**Directive A:**
Reproduce the records at the bottom of this page word for word, leaving out the pictures. Repeat only the records, not the article on dealer termination and bankruptcy.
=== Page extract ===
When dealer termination and bankruptcy collide

Jeremy I. Silberman and Gary N. Marks -
Your Focus
- 23 Apr 2009 ( #407 )
5 min read
Jeremy I. Silberman and Gary N. Marks
Jeremy I. Silberman and Gary N. Marks
Jeremy I. Silberman and Gary N. Marks are members of Norris McLaughlin & Marcus, P.A., a full service law firm located in Bridgewater, New Jersey and New York City. Jeremy specialises in franchise and distribution law with emphasis on the materials handling industry. Gary, head of the firm's bankruptcy group, represents both debtors and creditors in bankruptcy proceedings, including materials handling equipment dealers and other franchisees. For more information visit www.nmmlaw.com.
In our last column (Forkliftaction.com News #402), we addressed protections to which materials handling equipment dealers may be entitled under state franchise laws and other dealer protection statutes. In this column, we look at the initial effect of a dealer filing for bankruptcy on its dealership agreement and the interaction with franchise protection statutes.
===
**Directive B:**
Copy the stretch of the dealer bankruptcy article above from "When dealer termination" through "information visit www.nmmlaw.com." without changing a word.
=== Data ===
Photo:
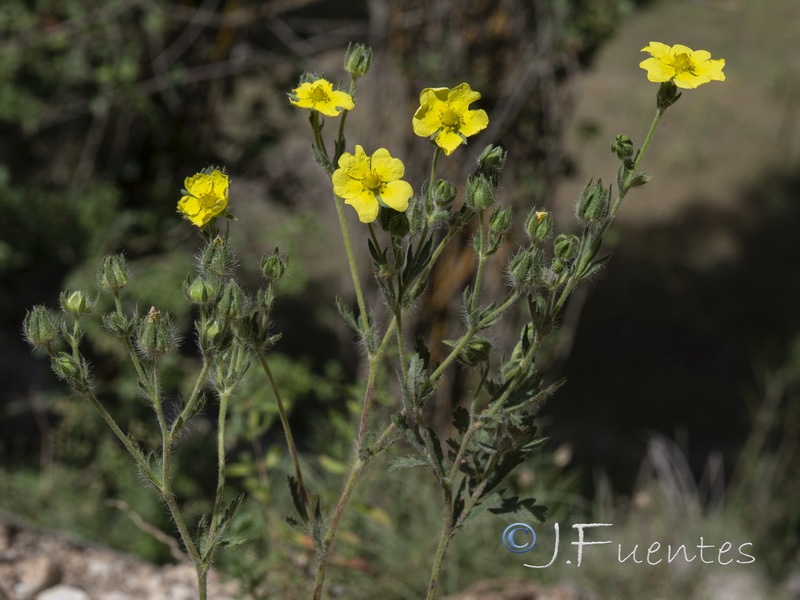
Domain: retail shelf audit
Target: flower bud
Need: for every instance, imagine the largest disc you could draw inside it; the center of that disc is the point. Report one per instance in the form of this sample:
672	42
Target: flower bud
66	367
273	266
155	336
565	247
476	351
112	275
491	161
118	324
538	225
668	95
592	205
640	179
444	192
76	303
218	258
232	303
42	327
199	291
500	221
622	146
357	60
480	192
===
**Expected output A:**
Photo:
Domain: retail shelf audit
Target: flower bud
Need: for every instance, imagine the largest disc you could draw inside it; the center of that disc is the point. Report one per instance in the form of this sample:
672	42
Target: flower bud
66	367
273	266
155	336
565	247
476	351
112	275
491	161
118	324
538	225
668	95
592	205
640	179
444	192
76	303
218	258
232	303
42	327
199	291
500	221
622	146
357	60
480	192

**Expected output B:**
When dealer termination and bankruptcy collide

Jeremy I. Silberman and Gary N. Marks -
Your Focus
- 23 Apr 2009 ( #407 )
5 min read
Jeremy I. Silberman and Gary N. Marks
Jeremy I. Silberman and Gary N. Marks
Jeremy I. Silberman and Gary N. Marks are members of Norris McLaughlin & Marcus, P.A., a full service law firm located in Bridgewater, New Jersey and New York City. Jeremy specialises in franchise and distribution law with emphasis on the materials handling industry. Gary, head of the firm's bankruptcy group, represents both debtors and creditors in bankruptcy proceedings, including materials handling equipment dealers and other franchisees. For more information visit www.nmmlaw.com.